_Exercise goal:_
Take the entries below and print only the lines from the one with "Would you be able to point out the braided" through the one with "For the formation", exactly as they stand, both ends included.

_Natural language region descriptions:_
**********
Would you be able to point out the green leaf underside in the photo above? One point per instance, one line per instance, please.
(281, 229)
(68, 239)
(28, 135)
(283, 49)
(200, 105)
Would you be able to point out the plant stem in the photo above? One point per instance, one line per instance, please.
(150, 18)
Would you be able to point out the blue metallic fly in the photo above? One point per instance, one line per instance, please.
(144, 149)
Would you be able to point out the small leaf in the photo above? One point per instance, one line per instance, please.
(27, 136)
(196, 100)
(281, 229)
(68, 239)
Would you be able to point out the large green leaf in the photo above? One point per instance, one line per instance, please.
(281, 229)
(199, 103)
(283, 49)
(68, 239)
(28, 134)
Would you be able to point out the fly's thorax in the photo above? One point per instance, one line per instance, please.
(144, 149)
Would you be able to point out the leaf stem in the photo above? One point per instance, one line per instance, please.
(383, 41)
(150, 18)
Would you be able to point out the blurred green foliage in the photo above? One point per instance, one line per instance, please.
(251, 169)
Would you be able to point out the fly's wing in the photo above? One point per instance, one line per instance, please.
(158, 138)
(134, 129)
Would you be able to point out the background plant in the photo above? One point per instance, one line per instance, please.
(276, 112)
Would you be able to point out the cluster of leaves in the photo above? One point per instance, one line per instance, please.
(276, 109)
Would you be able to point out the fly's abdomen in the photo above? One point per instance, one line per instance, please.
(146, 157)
**********
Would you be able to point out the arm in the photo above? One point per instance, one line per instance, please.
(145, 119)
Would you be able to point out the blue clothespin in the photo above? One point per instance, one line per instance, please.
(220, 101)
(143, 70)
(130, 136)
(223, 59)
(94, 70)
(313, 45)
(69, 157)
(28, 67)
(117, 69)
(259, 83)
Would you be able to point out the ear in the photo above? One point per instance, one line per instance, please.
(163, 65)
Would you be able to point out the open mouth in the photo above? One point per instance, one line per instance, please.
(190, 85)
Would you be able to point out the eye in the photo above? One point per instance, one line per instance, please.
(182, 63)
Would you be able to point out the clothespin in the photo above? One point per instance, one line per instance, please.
**********
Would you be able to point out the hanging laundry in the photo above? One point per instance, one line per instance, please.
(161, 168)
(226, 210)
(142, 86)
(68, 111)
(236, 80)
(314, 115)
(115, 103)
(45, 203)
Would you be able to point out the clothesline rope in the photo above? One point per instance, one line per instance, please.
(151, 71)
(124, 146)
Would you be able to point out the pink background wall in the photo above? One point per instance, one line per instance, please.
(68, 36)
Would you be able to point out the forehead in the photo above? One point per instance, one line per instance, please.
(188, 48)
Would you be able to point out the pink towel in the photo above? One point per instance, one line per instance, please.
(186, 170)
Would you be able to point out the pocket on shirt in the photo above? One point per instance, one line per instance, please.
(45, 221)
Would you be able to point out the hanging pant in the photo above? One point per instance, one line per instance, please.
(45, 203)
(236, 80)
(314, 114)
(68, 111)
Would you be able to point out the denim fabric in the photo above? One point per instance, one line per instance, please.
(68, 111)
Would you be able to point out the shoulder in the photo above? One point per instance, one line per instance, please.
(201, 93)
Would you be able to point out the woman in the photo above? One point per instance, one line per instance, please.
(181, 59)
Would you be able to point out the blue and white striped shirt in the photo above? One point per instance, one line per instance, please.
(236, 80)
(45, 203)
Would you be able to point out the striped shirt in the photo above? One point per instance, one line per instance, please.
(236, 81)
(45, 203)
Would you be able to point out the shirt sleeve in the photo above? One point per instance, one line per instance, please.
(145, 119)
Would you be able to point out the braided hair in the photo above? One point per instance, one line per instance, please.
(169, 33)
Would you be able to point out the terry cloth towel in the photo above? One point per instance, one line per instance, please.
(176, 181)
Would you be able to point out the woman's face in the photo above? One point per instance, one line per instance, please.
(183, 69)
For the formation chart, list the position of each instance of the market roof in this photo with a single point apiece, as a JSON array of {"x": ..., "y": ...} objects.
**********
_Task result:_
Would you be able to point out the braided hair in the photo above? One point per instance, one line per instance, please.
(169, 33)
Would you be able to point out the terry cloth towel in the photo above? One point per instance, one line per instance, please.
(176, 181)
Would you be able to point out the woman's face in the photo above? One point per instance, one line per instance, please.
(183, 69)
For the formation chart, list the position of each instance of the market roof in this photo with a single point apiece, as a JSON array of {"x": ..., "y": ...} objects.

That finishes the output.